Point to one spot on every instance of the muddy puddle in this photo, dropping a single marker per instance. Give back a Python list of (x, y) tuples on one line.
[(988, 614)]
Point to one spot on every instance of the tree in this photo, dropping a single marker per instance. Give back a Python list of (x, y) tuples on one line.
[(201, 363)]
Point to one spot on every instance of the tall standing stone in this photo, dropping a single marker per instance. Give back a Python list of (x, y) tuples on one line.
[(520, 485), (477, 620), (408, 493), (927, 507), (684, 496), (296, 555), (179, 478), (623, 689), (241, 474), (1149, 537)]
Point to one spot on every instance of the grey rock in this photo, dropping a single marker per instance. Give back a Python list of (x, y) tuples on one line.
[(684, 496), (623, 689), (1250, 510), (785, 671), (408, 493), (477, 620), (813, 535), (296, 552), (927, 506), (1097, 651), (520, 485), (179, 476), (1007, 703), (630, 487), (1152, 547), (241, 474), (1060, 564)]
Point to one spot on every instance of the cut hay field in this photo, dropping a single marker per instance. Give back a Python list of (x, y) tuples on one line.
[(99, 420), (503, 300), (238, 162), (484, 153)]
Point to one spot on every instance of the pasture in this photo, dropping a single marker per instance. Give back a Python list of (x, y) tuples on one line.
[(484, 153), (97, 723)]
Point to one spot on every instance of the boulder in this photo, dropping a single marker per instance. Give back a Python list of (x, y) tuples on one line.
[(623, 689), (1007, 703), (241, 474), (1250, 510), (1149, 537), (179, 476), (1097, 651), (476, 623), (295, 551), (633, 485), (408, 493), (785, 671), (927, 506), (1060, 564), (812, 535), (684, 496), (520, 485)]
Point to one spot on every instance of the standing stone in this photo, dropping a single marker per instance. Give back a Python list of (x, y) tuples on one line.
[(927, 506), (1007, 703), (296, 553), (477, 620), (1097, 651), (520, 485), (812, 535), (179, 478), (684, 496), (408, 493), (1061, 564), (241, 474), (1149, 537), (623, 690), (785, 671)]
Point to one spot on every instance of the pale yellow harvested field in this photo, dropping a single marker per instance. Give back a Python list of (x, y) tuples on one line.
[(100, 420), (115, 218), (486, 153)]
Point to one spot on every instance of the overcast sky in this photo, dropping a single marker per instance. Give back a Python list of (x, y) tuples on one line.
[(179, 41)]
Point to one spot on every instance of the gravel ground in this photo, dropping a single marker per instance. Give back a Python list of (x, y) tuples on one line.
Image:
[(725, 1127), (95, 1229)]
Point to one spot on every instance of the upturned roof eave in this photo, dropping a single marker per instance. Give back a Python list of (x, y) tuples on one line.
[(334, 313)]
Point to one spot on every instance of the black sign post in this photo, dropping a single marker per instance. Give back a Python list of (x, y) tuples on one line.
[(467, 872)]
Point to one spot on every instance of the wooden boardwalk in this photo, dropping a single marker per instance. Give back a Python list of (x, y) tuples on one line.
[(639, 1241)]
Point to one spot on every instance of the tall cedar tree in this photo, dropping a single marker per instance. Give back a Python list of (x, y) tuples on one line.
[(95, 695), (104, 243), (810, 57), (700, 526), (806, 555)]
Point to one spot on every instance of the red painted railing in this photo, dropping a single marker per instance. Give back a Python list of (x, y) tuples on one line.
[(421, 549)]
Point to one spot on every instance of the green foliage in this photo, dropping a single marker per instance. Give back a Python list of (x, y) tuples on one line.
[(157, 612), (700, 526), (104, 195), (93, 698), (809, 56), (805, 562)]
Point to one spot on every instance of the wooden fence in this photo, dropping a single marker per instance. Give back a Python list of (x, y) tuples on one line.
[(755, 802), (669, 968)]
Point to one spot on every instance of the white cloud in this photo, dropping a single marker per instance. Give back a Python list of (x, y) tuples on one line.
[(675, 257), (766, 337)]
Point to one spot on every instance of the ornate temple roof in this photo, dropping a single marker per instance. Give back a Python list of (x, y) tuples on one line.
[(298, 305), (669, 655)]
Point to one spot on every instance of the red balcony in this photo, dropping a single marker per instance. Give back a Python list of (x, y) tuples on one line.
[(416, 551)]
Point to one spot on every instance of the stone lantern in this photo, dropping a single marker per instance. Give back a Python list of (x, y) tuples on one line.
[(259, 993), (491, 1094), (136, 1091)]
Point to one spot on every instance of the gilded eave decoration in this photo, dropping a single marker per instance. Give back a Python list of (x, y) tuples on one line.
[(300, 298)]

- **DIRECTIONS FOR THIS TASK**: An exact copy is needed of the closing lines of the entries above, counting from the one that contains "Point to one spot on every instance of the stone" and including it and the last.

- **OUTPUT**:
Point to one spot on every instance of the stone lantern in this photo, dropping a single marker per instance. Give back a Python list of (x, y) tuples on one line.
[(259, 993), (491, 1094), (136, 1091)]
Point to one spot on every instance of the gilded eave decoration in this photo, dropping a single marker per instance. Give back a Python list of (x, y) tuples on one line.
[(300, 298)]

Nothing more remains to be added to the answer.